◆ Given text
As my colleague David Frum writes, Trump has not made any gestures of sympathy toward those targeted. Instead, he has framed himself as the true victim of an attempt to assassinate leaders of the opposition party and suggested that the anger that led to the bombs was the result of the media being too critical of him. Last week, the president praised a congressman who, in an act of utter cowardice, physically attacked a reporter who asked him a question; at other times, the president has encouraged his supporters to attack anti-Trump protesters by offering to pay their legal bills. In the meantime, the Republican Party has been running ads accusing Democrats of encouraging violence, even as the president does just that publicly, a gambit some in the media have rewarded by suggesting that left-wing protesters heckling politicians in restaurants is a kind of violence.

An irony of this discourse is that conservative Trump defenders, and some in the media, have adopted a version of the oft-parodied argument among some on the left that words can constitute violence: Left-wing words are violence, and right-wing violence is just words.

Suffice it to say that individuals on both the left and the right are capable of political violence, as we saw with the mass shooting at a congressional baseball practice that ended with Republican Representative Steve Scalise being shot and nearly killed. Neither side of the aisle has a monopoly on virtue, and leaders from both parties should take care to ensure they are not encouraging violence from their supporters. Nevertheless, in the United States, acts of terrorism on the far right are more common than on the far left, and no figure in the Democratic Party has celebrated or encouraged political violence against opponents the way Trump has.

Trump is not personally responsible for the actions of a lone bomber—but he is responsible for how he handles those actions, and for the messages he sends to his supporters about the acceptability of political violence.

During an appearance at the White House Friday for an event with a black conservative group, Trump told reporters: “We must never allow political violence to take root in America. We cannot let it happen. And I am committed to doing everything in my power as president to stop it—and to stop it now.”

Shortly afterward, some of those assembled began chanting “Soros,” referring to George Soros, the wealthy Jewish philanthropist who has been a frequent object of right-wing conspiracy theories, and who was targeted with a bomb earlier this week. Then they chanted “Lock them up” and “CNN sucks.” Trump laughed.

The president condemned political violence and called for unity. And not even his own supporters believed it. They, like Trump, were in on the joke.

◆ Exercise A
Name every person the commentary identifies by name.
The listing that follows is unrelated to the commentary above.

◆ Data in this exercise
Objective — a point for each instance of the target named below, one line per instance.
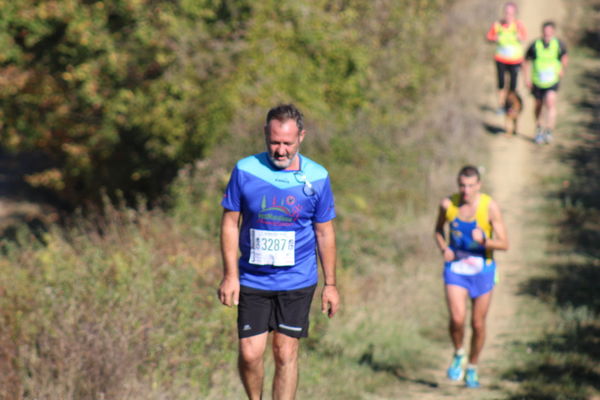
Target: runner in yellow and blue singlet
(475, 230)
(474, 268)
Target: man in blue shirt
(278, 210)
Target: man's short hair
(511, 4)
(283, 112)
(469, 171)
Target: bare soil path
(511, 174)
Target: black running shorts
(286, 311)
(540, 93)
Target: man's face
(283, 142)
(468, 187)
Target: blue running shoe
(471, 378)
(456, 371)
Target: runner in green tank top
(544, 67)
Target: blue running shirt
(278, 208)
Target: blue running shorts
(477, 284)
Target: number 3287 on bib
(274, 248)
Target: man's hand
(330, 300)
(448, 254)
(478, 236)
(229, 291)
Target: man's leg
(456, 298)
(550, 103)
(501, 74)
(481, 306)
(537, 111)
(285, 353)
(251, 364)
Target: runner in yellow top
(476, 229)
(549, 58)
(508, 34)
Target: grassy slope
(557, 356)
(126, 308)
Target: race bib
(547, 76)
(508, 51)
(274, 248)
(470, 265)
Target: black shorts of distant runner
(540, 93)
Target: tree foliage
(121, 93)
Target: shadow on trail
(564, 362)
(392, 369)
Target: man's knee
(285, 351)
(478, 325)
(250, 353)
(457, 323)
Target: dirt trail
(511, 173)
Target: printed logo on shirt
(279, 212)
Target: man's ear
(301, 135)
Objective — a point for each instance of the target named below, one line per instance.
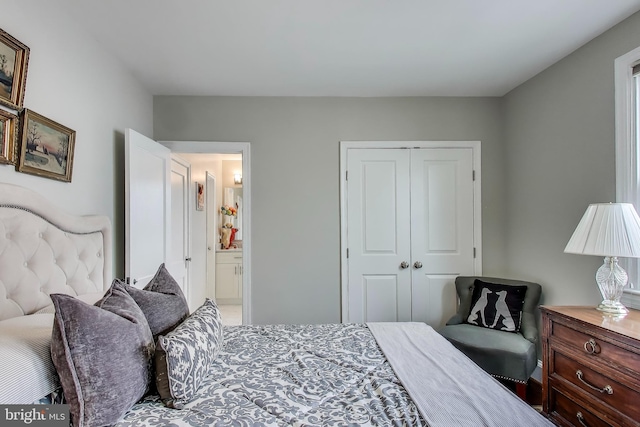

◆ Exercise B
Reproduce the listing with "man's" swapped for "person's" throughout, leaving everything else unchanged and omitting the pictures.

◆ Exercise solution A
David Frum, Trump, Steve Scalise, George Soros

◆ Exercise solution B
Objective — a point for each instance of the target named below, one line per instance.
Target: runner in yellow and blue singlet
(475, 230)
(474, 268)
Target: man in blue shirt
(278, 210)
Target: person's short hair
(511, 4)
(283, 112)
(469, 171)
Target: bare soil path
(511, 174)
Target: black running shorts
(286, 311)
(540, 93)
Target: person's face
(283, 142)
(468, 187)
Target: blue running shoe
(471, 378)
(456, 371)
Target: runner in green tank top
(544, 67)
Target: blue running shirt
(278, 208)
Target: blue running shorts
(477, 284)
Target: number 3287 on bib
(274, 248)
Target: person's hand
(330, 300)
(448, 254)
(478, 236)
(229, 291)
Target: person's leg
(456, 298)
(550, 103)
(501, 74)
(481, 306)
(537, 111)
(285, 353)
(251, 364)
Target: runner in yellow top
(476, 229)
(549, 58)
(508, 34)
Target: grassy slope
(557, 356)
(126, 308)
Target: race bib
(547, 76)
(508, 51)
(274, 248)
(470, 265)
Target: black shorts of distant runner
(540, 93)
Target: tree foliage
(121, 93)
Target: shadow on trail
(564, 362)
(392, 369)
Target: person's knee
(285, 351)
(478, 325)
(250, 353)
(457, 323)
Target: dirt trail
(511, 173)
Target: printed logo on shirt
(279, 212)
Target: person's ear
(301, 135)
Objective — a point for each instance of the target named below, one line per instance.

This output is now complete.